NEU DELHI – Es ist schwierig, in dem anhaltenden Krieg, der durch Russlands irrationalen und verheerenden Einmarsch in die Ukraine ausgelöst wurde, Gewinner zu sehen. Aber zu den Verlierern gehören weit über mehr als die angegriffenen Ukrainer und die Menschen in Russland, die sich diesen Krieg nicht ausgesucht haben. Diese müssen nun eine Wirtschaft ertragen, die durch Handels- und Finanzsanktionen demontiert wird. Die wirtschaftlichen Auswirkungen des Konflikts werden auf der ganzen Welt zu spüren sein, auch in vielen Entwicklungsländern, die bereits damit zu kämpfen haben, sich von der COVID-19-Pandemie zu erholen.
Eine unmittelbare Sorge sind die Auswirkungen der steigenden Ölpreise. Der Preis für die Referenzsorte Brent stieg kürzlich um 20 % auf über 139 US-Dollar pro Barrel und damit auf den höchsten Stand seit 2008 – wahrscheinlich als Reaktion auf die Nachricht, dass die Vereinigten Staaten und ihre europäischen Verbündeten ein mögliches Einfuhrverbot für russisches Öl erwägen, das bisher von westlichen Sanktionen ausgenommen war. (Am 8. März kündigten die USA ein Einfuhrverbot für russische Energieerzeugnisse an, während sich das Vereinigte Königreich verpflichtete, die Einfuhr von russischem Öl und Ölprodukten bis Ende 2022 einzustellen).
Doch die weltweiten Energiepreise waren nach einer Phase dramatischer Schwankungen während der Pandemie bereits in die Höhe geschnellt. Der Preis für Rohöl der Sorte Brent, der im April 2020, auf dem Höhepunkt der ersten Pandemiewelle, auf bis zu 9 US-Dollar pro Barrel gefallen war, stieg im Januar 2022 auf über 90 US-Dollar pro Barrel. Seitdem hat der Krieg in der Ukraine die Öl- und Gaspreise weiter in die Höhe getrieben.

□ □ □

» ARBEITSAUFTRÄGE
**a)** Schreiben Sie aus dem Text über die wirtschaftlichen Folgen des Ukrainekriegs die Passage von "Doch die weltweiten" bis "die Höhe getrieben." wortgetreu ab.
**b)** Führen Sie den Text über die wirtschaftlichen Folgen des Ukrainekriegs im Anschluss an seinen letzten Satz weiter.

[Daten zur Punktlokalisierung]
□ □ □

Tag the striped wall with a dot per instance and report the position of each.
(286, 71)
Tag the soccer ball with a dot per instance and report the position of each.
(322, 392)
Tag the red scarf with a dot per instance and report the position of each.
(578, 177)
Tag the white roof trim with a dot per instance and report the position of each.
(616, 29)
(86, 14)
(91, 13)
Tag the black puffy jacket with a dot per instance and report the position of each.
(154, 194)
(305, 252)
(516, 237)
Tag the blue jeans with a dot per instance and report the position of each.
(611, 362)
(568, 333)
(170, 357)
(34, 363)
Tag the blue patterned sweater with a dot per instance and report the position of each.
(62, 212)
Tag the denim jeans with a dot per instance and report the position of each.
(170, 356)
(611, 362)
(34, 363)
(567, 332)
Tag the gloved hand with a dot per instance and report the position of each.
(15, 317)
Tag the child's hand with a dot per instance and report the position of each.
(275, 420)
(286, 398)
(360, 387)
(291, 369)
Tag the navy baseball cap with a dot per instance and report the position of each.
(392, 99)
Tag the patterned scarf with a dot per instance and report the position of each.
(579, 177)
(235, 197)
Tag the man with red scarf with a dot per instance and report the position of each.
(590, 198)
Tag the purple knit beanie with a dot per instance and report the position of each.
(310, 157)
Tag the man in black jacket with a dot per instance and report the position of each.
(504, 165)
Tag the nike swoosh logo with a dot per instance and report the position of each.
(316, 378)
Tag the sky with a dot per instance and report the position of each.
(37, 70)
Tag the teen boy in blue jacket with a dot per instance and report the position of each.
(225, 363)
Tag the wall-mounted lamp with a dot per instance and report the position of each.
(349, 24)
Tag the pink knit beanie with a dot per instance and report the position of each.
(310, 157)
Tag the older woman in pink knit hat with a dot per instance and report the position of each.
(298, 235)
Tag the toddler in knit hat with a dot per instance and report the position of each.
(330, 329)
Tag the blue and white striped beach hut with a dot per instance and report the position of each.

□ □ □

» LÖSUNGEN
**a)**
Doch die weltweiten Energiepreise waren nach einer Phase dramatischer Schwankungen während der Pandemie bereits in die Höhe geschnellt. Der Preis für Rohöl der Sorte Brent, der im April 2020, auf dem Höhepunkt der ersten Pandemiewelle, auf bis zu 9 US-Dollar pro Barrel gefallen war, stieg im Januar 2022 auf über 90 US-Dollar pro Barrel. Seitdem hat der Krieg in der Ukraine die Öl- und Gaspreise weiter in die Höhe getrieben.

**b)**
Die westlichen Medien haben sich auf die Auswirkungen der steigenden Energiepreise in Europa konzentriert, das in hohem Maße auf Erdgasimporte aus Russland angewiesen ist. Aber die meisten Öl- und Gasimporteure der Welt sind viel ärmer. Viele dieser Länder waren nicht in der Lage, fiskalische Maßnahmen in der Größenordnung der USA und anderer fortgeschrittener Volkswirtschaften gegen die Pandemie zu ergreifen, und haben seither eine wesentlich schwächere Erholung von Produktion und Beschäftigung erlebt. Dieser jüngste Ölpreisanstieg ist ein Schlag, den sie sich nicht leisten können, da er Zahlungsbilanzprobleme und Inflationsdruck im Inland hervorrufen dürfte, die unter den gegenwärtigen unsicheren Bedingungen nur schwer zu bekämpfen sind.
Natürlich erschwert auch der zusätzliche Inflationsdruck durch den Ukraine-Krieg die Herausforderung für die politischen Entscheidungsträger in den reichen westlichen Volkswirtschaften, den Preisanstieg zu bewältigen, ohne eine harte wirtschaftliche Landung zu verursachen. Öl ist ein universelles Zwischenprodukt, das die Kosten von Waren und Dienstleistungen sowie die Transportkosten auf vielfältige Weise beeinflusst.
Ölpreiserhöhungen können daher selbst in den besten Zeiten ein wichtiger Treiber einer kosteninduzierten Inflation sein. Aber die Inflation in den reichen Ländern war bereits auf einem Niveau, das sie fast vergessen hatten. Die Politiker scheinen zur Abwehr der Inflation auch nur die einfachsten Waffen zu erwägen, wie die Anhebung der Zinssätze und die Verknappung der Liquidität, die wenig gegen den Kostendruck ausrichten und einen echten Wirtschaftsabschwung verursachen könnten.
In den Entwicklungsländern sind die Herausforderungen jedoch noch größer und lassen den politischen Entscheidungsträgern noch weniger Spielraum. Der jüngste dramatische Anstieg der Ölpreise wirkt sich natürlich direkt auf die ölimportierenden Länder aus und wird sich über steigende Input- und Transportkosten auf alle anderen Preise auswirken.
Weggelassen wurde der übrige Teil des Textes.